STATED GOAL ▸
Add 101 to every number in the answer coordinates of the part of the records that opens with the line containing "[locate] the wooden bowl" and closes with the end of the records, and write out every line of that part again, requests included.

INPUT DATA ▸
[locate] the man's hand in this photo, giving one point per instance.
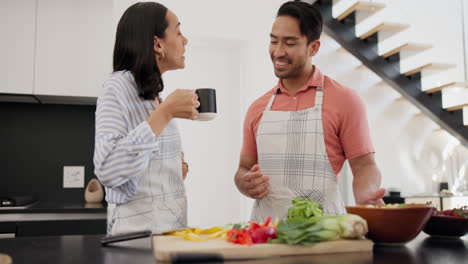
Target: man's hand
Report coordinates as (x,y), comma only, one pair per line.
(374,198)
(253,183)
(367,179)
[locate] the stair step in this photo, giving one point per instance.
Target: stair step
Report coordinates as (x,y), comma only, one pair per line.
(357,6)
(445,85)
(416,47)
(383,27)
(456,107)
(465,115)
(428,66)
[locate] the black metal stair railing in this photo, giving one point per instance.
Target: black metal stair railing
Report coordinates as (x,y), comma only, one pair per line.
(389,70)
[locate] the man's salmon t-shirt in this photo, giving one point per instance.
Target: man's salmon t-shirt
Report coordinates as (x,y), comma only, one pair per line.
(345,125)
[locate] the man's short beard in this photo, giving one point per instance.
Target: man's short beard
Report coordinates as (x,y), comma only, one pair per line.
(295,72)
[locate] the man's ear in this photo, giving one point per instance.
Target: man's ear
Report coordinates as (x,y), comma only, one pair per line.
(314,46)
(157,47)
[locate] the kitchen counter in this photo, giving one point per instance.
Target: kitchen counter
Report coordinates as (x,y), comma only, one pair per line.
(57,207)
(54,218)
(87,249)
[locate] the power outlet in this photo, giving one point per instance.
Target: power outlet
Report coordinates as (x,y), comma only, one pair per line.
(73,177)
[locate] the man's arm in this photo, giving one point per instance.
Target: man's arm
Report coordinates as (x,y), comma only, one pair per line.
(366,180)
(250,180)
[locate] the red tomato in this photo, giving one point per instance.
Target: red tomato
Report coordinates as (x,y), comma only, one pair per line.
(262,234)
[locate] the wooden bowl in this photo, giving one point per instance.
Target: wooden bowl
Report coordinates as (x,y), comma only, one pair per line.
(393,225)
(446,226)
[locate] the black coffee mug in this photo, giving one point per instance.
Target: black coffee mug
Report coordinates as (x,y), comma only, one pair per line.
(207,108)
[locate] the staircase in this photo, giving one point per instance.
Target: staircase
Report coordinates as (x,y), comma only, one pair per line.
(340,24)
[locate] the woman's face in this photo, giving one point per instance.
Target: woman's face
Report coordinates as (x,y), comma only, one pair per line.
(172,45)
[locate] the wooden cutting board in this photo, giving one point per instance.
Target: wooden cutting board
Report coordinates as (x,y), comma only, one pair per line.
(164,246)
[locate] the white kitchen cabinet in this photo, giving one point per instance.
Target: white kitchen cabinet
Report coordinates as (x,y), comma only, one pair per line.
(74,44)
(17,33)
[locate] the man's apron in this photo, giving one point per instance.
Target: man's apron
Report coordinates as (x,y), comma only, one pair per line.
(160,203)
(291,151)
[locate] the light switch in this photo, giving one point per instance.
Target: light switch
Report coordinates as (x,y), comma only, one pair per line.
(73,177)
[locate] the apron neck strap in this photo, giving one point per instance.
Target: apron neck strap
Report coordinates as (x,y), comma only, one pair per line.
(318,95)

ANSWER IN FULL ▸
[locate] the wooden bowl in this photo, giving one point per instance.
Target: wooden bowl
Report coordinates as (x,y), comma only, one pair per line.
(494,326)
(547,327)
[locate] the black coffee mug in this photo, giving one point per instance.
Target: black coffee mug
Report coordinates as (x,y), comma only, one pair per line.
(308,209)
[locate] the staircase in this photo, giving one point per instance.
Target: staircase
Report coordinates as (x,y), comma only, one pair per line.
(441,125)
[locate] the woman's face in this photo, giving one point per instance.
Target: woman's face
Report coordinates as (x,y), comma only, one pair per line.
(273,146)
[locate] the wooden cutting board in this photo, giving one point per instance.
Target: wooden cutting board
Report coordinates as (x,y), comma only, one pair per line.
(265,347)
[locate] the white kitchen cabinet in this photo, giving one point per instance.
Target: white kitchen cabinet
Report coordinates as (x,y), comma only, one pair per line.
(175,145)
(118,134)
[locate] the man's apron in this photo, giving one point per instance.
Target: man's apron
Report coordinates as (x,y), comma only, one pair per line.
(261,304)
(392,252)
[locate] the light switch in this photo, giving one point per instance.
Target: light switch
Report coordinates as (x,y), comma only, one pair per line.
(174,278)
[locate] the apron neck strap in this photo, giving one point per instance.
Target: apron neck strap
Report coordinates as (x,y), comma only, one pair per line.
(419,196)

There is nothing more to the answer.